Reproduce the lines between the one containing "Task: detect rolled" and the one containing "[275,616,413,722]", inclusive, keeping the requests as they are and shifting every bounding-box coordinate in the answers by -19.

[Dataset items]
^^^^
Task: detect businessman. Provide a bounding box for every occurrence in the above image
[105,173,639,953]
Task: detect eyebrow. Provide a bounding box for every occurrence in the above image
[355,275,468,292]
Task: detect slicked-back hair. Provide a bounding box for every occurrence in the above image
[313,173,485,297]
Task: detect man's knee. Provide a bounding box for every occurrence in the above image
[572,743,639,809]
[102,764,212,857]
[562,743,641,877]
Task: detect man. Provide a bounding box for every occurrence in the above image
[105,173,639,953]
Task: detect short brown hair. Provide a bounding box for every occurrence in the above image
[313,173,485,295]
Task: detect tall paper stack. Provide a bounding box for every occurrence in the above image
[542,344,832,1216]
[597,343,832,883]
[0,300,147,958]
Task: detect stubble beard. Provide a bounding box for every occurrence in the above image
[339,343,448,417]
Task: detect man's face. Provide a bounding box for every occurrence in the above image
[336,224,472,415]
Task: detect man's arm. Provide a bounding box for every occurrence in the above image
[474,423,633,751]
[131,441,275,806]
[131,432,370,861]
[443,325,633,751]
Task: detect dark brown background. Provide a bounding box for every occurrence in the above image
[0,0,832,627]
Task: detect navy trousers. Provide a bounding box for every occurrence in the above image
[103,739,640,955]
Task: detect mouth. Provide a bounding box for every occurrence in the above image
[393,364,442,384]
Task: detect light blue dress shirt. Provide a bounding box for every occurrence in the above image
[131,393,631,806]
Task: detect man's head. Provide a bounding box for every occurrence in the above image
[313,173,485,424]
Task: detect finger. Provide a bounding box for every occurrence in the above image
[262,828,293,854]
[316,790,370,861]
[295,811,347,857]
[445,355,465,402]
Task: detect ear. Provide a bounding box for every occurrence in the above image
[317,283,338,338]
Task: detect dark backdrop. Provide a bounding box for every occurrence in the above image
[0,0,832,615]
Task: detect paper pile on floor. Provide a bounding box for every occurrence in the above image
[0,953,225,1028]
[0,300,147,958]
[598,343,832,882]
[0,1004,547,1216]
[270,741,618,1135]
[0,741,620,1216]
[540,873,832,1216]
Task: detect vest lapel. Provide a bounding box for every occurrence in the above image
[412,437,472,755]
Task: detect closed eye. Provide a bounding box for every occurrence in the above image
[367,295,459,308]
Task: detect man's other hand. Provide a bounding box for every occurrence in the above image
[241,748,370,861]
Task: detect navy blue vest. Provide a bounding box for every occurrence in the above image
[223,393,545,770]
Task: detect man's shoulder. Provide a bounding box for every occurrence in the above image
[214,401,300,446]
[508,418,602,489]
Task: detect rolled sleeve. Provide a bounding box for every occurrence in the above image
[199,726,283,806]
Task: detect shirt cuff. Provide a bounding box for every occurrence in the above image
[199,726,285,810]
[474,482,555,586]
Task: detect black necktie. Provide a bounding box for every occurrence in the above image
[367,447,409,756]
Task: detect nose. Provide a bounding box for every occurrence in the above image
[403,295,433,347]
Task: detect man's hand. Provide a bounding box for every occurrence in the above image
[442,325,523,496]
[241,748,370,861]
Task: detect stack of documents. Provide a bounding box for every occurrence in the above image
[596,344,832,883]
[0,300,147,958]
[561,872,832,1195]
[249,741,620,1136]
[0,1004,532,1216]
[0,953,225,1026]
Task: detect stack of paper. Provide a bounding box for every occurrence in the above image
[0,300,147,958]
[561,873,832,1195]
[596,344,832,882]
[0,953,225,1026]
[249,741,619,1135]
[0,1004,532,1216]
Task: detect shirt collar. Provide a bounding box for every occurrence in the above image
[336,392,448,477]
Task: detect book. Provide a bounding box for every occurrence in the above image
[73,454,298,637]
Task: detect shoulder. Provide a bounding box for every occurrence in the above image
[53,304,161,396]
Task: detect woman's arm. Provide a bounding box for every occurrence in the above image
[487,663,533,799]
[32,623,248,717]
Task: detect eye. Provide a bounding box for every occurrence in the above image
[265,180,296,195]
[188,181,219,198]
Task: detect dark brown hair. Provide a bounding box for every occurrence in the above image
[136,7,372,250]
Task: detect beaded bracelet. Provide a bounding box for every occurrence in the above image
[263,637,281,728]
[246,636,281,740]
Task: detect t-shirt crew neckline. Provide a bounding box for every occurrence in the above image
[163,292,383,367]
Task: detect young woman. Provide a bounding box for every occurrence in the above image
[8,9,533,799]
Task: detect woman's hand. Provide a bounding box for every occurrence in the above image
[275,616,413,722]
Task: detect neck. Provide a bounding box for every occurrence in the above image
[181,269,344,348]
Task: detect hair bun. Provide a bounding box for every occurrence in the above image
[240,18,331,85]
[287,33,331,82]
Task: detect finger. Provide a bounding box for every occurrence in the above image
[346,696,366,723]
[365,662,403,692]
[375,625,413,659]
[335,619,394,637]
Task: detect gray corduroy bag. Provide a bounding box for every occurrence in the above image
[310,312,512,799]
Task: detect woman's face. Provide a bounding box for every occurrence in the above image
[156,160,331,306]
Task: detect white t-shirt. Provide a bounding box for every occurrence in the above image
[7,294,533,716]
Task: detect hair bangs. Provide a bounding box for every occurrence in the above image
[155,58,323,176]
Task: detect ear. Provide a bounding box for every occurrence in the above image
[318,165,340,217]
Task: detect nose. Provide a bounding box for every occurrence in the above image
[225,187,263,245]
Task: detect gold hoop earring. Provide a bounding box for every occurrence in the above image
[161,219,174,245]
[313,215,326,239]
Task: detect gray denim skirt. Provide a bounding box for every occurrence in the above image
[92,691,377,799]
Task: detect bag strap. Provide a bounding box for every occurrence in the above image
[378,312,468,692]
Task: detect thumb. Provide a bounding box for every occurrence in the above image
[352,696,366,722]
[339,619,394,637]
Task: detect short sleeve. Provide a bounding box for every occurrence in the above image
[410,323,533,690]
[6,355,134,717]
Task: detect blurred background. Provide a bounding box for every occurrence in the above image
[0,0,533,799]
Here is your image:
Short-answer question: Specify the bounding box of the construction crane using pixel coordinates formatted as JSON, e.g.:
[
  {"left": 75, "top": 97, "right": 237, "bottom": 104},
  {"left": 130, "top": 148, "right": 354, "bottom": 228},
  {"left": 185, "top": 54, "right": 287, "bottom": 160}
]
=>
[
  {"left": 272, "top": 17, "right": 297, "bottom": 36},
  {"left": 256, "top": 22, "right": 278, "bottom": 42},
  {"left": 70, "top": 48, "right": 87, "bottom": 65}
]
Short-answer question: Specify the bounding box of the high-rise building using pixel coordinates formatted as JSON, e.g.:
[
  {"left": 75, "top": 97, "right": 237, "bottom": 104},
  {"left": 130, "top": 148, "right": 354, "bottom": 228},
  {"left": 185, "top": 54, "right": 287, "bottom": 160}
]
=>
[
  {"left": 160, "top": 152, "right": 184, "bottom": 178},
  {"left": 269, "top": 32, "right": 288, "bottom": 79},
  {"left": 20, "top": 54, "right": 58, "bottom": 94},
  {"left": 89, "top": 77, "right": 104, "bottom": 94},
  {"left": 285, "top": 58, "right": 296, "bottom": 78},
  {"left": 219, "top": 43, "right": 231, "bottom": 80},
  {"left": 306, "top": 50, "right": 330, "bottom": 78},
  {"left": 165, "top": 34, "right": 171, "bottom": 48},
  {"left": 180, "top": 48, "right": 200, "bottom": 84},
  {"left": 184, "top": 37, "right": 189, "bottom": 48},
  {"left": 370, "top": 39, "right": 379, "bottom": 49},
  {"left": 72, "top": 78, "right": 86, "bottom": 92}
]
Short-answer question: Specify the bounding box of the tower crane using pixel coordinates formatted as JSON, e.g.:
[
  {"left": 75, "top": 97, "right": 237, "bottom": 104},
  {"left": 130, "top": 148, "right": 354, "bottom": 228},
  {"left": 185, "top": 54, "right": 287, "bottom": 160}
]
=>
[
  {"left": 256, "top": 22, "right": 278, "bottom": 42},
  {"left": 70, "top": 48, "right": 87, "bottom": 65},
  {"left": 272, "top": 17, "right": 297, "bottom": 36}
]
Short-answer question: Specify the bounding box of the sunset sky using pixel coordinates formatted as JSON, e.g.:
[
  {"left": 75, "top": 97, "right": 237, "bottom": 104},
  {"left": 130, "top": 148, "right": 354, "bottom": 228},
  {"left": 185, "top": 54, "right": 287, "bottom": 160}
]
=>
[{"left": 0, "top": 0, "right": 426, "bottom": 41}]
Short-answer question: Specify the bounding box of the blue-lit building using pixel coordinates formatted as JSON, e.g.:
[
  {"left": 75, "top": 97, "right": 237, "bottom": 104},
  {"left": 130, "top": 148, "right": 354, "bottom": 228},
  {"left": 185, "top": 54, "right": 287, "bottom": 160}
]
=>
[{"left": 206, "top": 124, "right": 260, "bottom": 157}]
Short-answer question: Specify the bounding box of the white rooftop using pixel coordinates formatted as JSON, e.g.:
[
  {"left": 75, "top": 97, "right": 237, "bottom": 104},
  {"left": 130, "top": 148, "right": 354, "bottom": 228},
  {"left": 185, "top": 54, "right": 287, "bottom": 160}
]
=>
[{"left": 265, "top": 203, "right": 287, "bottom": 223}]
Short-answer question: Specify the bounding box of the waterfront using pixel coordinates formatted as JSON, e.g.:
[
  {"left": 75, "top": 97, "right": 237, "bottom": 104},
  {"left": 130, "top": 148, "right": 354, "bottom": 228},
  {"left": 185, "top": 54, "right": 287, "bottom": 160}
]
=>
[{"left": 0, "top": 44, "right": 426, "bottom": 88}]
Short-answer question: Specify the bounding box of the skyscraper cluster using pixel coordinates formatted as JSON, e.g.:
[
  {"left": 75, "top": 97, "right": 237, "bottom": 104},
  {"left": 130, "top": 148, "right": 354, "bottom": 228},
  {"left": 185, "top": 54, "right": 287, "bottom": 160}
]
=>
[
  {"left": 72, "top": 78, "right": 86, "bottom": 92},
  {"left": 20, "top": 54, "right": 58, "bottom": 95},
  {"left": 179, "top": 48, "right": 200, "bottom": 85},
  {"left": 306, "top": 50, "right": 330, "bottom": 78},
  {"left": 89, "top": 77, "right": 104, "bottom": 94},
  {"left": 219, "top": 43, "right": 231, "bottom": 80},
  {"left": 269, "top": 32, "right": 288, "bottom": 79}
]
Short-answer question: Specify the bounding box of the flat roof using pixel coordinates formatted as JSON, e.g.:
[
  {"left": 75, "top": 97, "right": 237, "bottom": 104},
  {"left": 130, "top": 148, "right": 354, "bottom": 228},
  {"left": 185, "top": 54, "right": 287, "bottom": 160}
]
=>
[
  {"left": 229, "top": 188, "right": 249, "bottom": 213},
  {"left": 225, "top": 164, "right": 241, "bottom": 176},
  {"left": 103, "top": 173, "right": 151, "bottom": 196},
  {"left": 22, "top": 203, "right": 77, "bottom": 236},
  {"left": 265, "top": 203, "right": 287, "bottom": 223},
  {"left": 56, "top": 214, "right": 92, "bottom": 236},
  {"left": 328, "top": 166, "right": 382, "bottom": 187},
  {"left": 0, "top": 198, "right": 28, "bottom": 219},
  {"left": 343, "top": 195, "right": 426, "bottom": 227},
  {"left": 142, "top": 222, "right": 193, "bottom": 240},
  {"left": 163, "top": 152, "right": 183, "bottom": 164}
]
^^^^
- **WRITTEN SOLUTION**
Task: detect rolled sleeve. Provide a bounding box for every occurrence in the above image
[180,707,264,787]
Task: detect shirt cuff. Provide a bounding box for every occurrence in the above image
[180,707,266,791]
[455,463,536,567]
Task: detect black necktie. Provide a bounding box for every occurrence in the above image
[348,428,390,737]
Task: detect nose. Provide a bounding box for every occurrence in the above image
[384,276,414,328]
Task: detect man's hand. Provide a bounding box for every occurrence in the above image
[423,306,504,477]
[222,729,351,842]
Task: detect stack of documents. Provide a bounding box for every occurrence in the above image
[577,325,813,864]
[-19,281,128,939]
[542,853,813,1176]
[230,722,601,1117]
[-19,985,513,1197]
[-19,934,206,1007]
Task: detect stack of paper. Provide a bounding box for every occurrence in the above image
[-19,281,128,939]
[542,854,813,1176]
[577,325,813,863]
[-19,934,206,1007]
[230,722,600,1116]
[-19,985,513,1197]
Task: detect shirt collar. Provide a bounding box for every occurrence in the above image
[317,373,429,458]
Task: detect book. Provide a bounding box for every occurrence in the above image
[54,435,279,618]
Task: detect shoulder. Provide a bounding box for every occurrence in the above image
[34,285,142,377]
Task: detect woman's arm. Provide a bounding box for every occurrence in the above image
[468,644,514,780]
[13,604,229,698]
Task: detect eye. Provide a bounding box for every occurrence in the above image
[246,161,277,176]
[169,162,200,179]
Task: detect dark brown hair. Provide a bounding box for every occurrence in the above image
[117,-12,353,231]
Task: detect beaded bracelet. Provide a bounding box for every occurrence in the above image
[244,618,262,709]
[227,617,262,721]
Task: detect t-shirt crew neckline. Provide a bounding box for every occurrence in the above image
[144,273,364,348]
Task: detect young woman. Provide a bounding box for every occurrence in the above image
[-11,-10,514,780]
Task: detect woman's hand. Provide a bounding box for every occurrence in the above image
[256,597,394,703]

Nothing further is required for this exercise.